- **Problem statement**: Return each line of the entries that holds the string "vegetation".

- **Data section**:

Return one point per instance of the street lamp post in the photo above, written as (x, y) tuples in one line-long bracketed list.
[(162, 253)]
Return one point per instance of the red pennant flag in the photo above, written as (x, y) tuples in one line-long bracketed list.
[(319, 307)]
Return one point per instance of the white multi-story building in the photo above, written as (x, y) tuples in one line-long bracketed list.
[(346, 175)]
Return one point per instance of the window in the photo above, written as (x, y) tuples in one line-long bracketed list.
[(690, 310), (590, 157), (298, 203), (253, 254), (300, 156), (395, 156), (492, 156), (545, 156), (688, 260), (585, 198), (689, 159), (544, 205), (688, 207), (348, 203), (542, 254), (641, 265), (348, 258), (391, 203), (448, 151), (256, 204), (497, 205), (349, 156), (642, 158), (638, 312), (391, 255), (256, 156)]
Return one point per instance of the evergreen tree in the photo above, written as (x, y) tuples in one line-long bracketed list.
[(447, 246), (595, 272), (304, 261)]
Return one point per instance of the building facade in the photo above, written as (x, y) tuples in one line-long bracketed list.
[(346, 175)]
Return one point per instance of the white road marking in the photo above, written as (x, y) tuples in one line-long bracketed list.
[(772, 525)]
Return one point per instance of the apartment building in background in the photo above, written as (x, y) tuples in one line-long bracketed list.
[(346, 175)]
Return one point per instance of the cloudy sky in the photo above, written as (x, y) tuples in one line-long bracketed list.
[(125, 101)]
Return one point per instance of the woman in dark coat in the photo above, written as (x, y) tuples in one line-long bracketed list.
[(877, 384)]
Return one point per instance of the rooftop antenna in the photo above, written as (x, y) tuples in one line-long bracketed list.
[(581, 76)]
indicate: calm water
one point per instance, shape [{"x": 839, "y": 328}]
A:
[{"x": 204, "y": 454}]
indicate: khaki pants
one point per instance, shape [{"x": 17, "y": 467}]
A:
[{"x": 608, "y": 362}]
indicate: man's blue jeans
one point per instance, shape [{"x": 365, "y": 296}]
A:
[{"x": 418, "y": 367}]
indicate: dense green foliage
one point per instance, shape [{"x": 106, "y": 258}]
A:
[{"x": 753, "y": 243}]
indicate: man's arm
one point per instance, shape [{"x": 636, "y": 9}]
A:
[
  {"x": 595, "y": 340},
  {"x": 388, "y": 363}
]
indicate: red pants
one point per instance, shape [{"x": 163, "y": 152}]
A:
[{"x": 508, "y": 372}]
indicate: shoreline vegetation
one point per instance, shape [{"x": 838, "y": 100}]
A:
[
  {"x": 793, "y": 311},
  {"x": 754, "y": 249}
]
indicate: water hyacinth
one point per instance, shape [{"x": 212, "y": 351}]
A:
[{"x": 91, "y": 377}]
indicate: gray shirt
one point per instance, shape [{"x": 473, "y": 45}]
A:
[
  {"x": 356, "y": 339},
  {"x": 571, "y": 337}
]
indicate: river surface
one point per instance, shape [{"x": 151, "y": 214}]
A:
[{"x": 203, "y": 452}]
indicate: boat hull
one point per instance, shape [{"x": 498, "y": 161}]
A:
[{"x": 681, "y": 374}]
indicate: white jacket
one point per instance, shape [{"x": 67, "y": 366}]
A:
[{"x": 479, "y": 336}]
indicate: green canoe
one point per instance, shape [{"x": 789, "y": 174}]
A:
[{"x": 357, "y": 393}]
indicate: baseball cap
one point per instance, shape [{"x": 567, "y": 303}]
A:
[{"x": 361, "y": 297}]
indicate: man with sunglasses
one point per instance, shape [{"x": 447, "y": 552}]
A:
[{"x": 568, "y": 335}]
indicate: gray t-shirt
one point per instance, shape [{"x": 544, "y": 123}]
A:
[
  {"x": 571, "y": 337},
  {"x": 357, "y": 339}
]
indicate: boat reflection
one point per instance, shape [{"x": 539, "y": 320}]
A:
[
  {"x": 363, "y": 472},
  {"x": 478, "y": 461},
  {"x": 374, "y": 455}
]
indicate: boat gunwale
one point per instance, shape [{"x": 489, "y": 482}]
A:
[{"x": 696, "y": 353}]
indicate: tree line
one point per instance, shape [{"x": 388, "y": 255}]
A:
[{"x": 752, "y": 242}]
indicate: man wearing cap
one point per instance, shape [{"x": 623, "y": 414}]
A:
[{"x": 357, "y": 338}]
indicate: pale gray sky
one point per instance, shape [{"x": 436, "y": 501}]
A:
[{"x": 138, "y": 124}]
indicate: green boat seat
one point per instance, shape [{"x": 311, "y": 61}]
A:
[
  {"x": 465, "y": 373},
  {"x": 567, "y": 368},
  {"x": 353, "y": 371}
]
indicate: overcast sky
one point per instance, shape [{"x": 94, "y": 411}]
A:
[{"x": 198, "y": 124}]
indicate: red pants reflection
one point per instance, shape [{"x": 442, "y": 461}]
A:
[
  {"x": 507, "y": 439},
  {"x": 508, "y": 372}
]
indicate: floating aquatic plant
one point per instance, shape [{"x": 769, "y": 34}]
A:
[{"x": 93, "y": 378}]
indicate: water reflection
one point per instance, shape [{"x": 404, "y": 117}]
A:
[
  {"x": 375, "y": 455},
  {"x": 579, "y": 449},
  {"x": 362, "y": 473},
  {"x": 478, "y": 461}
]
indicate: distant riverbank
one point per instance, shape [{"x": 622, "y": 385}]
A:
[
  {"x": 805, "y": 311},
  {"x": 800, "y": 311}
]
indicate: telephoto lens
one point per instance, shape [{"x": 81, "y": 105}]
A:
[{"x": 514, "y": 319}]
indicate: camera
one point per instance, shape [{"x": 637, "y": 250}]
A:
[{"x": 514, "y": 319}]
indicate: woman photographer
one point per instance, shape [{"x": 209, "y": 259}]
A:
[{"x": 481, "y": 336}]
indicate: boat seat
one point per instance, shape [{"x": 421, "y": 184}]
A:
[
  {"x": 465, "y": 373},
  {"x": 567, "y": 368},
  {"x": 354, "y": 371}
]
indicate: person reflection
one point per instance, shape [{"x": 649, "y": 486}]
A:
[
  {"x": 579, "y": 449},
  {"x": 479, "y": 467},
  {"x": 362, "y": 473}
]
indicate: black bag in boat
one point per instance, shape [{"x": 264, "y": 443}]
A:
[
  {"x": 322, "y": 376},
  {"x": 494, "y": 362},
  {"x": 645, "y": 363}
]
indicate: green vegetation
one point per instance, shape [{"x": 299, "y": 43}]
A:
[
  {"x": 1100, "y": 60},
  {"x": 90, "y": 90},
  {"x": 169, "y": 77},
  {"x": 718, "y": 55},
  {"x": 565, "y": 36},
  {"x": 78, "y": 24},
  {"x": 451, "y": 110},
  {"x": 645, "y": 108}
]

- **Result of the exercise**:
indicate: shoreline vegetation
indicate: green vegetation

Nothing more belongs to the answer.